# [Tasks to carry out]
(1) In the apprenticeship speech, why does the speaker see trouble with young people who reach an apprenticeship only after a year on a pre-apprenticeship course? Answer in one to three sentences.
(2) Write the next part of the apprenticeship speech, picking up after its final sentence.

# [Source]

↓

Apprenticeship, the Overlooked Institution, Part 3


The third and final part of a speech on the apprenticeship system, that I gave to several ACT regional conferences in late 2004. Check out Part 1 and Part 2

This part starts with the second of several steps I believe are required to restore NZ’s apprenticeship system.

Broaden the System

Secondly we should extend apprenticeships and cadetships back into areas like primary teaching, journalism, nursing, and new areas like computing, retail and tourism. Even some professions such as the law, surveying and accountancy should return to training at least some of their staff through apprenticeships

In Germany young people can and do apprenticeships in almost any area.The mighty German economic machine has no shortage of skilled tradespeople and technicians and very low youth unemployment.

Throughout Western Europe, it is the norm for non university bound teenagers to start their working life in an apprenticeship.

Why shouldn’t we have 60% or more of our school leavers in apprenticeships?

Start Them Early

Once a teenager could
leave school at 15, start an apprenticeship and be qualified at 19. Now most will leave school at 16 or 17, do a year at polytech on a pre-apprenticeship course (with a student loan), then, if they’re extremely lucky start an apprenticeship.

People in this situation have commitments and want an adult wage. They don’t want to start at the bottom and are often less teachable. Pre-apprenticeship courses are no substitute for the real thing and are often actually counter productive. Many employers complain that some of these trainees think they are above the simple tasks that real apprentices are required to learn.

↑

# [Information provided]
↓

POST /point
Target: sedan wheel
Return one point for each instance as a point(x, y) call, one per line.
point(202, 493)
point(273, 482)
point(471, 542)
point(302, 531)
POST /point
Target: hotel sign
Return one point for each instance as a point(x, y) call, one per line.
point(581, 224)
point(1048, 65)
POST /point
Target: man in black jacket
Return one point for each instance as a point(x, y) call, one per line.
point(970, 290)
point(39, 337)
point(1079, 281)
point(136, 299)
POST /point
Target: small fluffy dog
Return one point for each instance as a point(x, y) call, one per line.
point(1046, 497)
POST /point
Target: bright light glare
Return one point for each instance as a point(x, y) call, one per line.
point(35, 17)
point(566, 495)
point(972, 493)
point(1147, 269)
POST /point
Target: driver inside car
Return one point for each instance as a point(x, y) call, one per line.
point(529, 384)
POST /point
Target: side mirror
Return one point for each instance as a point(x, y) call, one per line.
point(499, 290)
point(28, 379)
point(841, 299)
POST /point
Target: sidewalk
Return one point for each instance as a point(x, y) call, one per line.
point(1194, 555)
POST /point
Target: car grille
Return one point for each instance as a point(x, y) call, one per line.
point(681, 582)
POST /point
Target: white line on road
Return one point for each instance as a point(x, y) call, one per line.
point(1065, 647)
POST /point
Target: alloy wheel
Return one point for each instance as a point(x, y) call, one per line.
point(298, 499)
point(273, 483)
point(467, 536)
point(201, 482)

↑
↓

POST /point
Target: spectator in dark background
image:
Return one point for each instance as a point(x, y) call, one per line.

↑
↓

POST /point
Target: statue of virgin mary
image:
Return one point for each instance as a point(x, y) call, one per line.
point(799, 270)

↑

# [Responses in order]
(1) By then they have commitments and want an adult wage, so they don't want to start at the bottom and are often less teachable. The speech also calls pre-apprenticeship courses no substitute for the real thing and often counterproductive: employers complain that some of these trainees think they are above the simple tasks real apprentices must learn.

(2)
Life has its hierarchies and by starting at the very bottom of the ladder, apprentices tend to learn them very well. Apprenticeships should be geared as much as possible to start in the mid teens.

Reduce Government Involvement

Fourthly We should reduce government involvement in apprenticeship training as much as possible. Each industry should run its own training, to its own standards.

The 2002 budget committed an extra $41 million to “Modern Apprenticeships” over the next 4 years. Recently the government announced that it would pump in 9 million dollars to produce an extra 1,000 apprentices. That’s $9,000 per apprentice. That money will not go to apprentices or employers. It will go to Industry Training
Organisation bureaucrats.

The beauty of apprenticeship is that it is (or should be)self funding. A properly run apprenticeship system should cost the taxpayer virtually zero. In fact there should be a net gain as apprentices each pay a small amount of tax rather than taking out a student loan.

Industry should be awarding its own qualifications, so NZQA involvement could be axed and even the small polytech input could be privatized.

Governments love to bureaucratise and complicate things. A recent Human Rights Commission document on the “modern apprenticeship” scheme proposed that taxpayer funded apprentice co-ordinators should take over the role of apprenticeship recruitment from employers.

It further proposed that these co-ordinators be set recruitment quotas based on
race, sex and disability. Even worse it wants co-ordinators to be paid bonuses for recruiting from the appropriate minorities.

Do you you pay taxes so that that car can be fixed by a Tongan lesbian with a gammy
leg?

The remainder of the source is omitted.